> _Instructions for the task_: I would like you to output every record below exactly, apart from the pictures.

==================================================

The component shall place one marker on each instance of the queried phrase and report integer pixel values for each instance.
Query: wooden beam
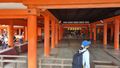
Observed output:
(16, 13)
(75, 25)
(47, 12)
(16, 1)
(65, 4)
(20, 22)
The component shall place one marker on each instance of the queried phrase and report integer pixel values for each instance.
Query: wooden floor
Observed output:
(67, 48)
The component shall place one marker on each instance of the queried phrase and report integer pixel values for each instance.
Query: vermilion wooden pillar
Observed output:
(105, 34)
(60, 32)
(57, 33)
(116, 33)
(95, 33)
(111, 35)
(19, 31)
(91, 31)
(32, 41)
(39, 31)
(47, 35)
(53, 34)
(10, 35)
(26, 33)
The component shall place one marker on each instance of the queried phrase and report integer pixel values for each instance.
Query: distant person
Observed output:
(86, 55)
(82, 58)
(4, 42)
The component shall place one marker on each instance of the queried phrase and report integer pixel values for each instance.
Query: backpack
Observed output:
(77, 60)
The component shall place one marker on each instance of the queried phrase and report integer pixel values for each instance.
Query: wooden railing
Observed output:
(15, 59)
(57, 62)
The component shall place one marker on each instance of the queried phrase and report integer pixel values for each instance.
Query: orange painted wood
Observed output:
(105, 34)
(111, 35)
(91, 31)
(19, 31)
(47, 36)
(75, 25)
(53, 34)
(116, 33)
(57, 34)
(51, 4)
(32, 41)
(10, 35)
(20, 22)
(17, 12)
(17, 1)
(26, 33)
(39, 31)
(94, 32)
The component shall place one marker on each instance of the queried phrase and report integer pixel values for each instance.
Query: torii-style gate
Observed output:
(39, 7)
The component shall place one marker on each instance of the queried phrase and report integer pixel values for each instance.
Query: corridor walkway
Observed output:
(67, 48)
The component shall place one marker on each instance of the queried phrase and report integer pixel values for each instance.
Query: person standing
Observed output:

==================================================

> _Solution below_:
The component shall place one marker on each instance of the queried phrase and report integer pixel values for each instance.
Query: wooden beam
Observed output:
(16, 13)
(75, 25)
(47, 12)
(16, 1)
(65, 4)
(20, 22)
The component shall place one marker on each instance of the queried phrase and report integer pixel values for each instance.
Query: wooden floor
Observed output:
(67, 48)
The component shall place one marker on each instance of the queried phrase and report integer pixel values for each instance.
Query: vermilion wooden pillar
Observed output:
(105, 34)
(60, 32)
(57, 33)
(116, 33)
(95, 33)
(111, 35)
(19, 31)
(91, 31)
(32, 41)
(39, 31)
(47, 35)
(53, 34)
(10, 35)
(26, 33)
The component shall place one marker on each instance of the queried phrase and report integer pixel values for each instance.
Query: distant person
Observed output:
(86, 55)
(82, 58)
(4, 42)
The component shall place one marker on each instance of the queried phrase and report integer pixel values for each instance.
Query: backpack
Observed output:
(77, 60)
The component shall place one marker on each instance of the queried phrase and report integer pixel values for each instance.
Query: wooden railing
Observed output:
(15, 59)
(57, 62)
The component shall place one marker on each instance of the queried phrase and report integer pixel values for each instance.
Query: orange painted wood
Observed output:
(105, 34)
(111, 35)
(91, 31)
(19, 31)
(47, 36)
(75, 25)
(53, 34)
(116, 33)
(57, 34)
(51, 4)
(32, 41)
(10, 35)
(20, 22)
(17, 12)
(17, 1)
(26, 33)
(39, 31)
(94, 32)
The component shall place one marker on each instance of the queried phrase and report integer pixel values for each instance.
Query: torii-style gate
Observed output:
(39, 7)
The component shall place one marker on each instance of the queried phrase and report integer pixel values for each instance.
Query: corridor walkway
Observed output:
(67, 48)
The component shall place one marker on each instance of the queried phrase and report integer pixel values for each instance.
Query: person standing
Observed output:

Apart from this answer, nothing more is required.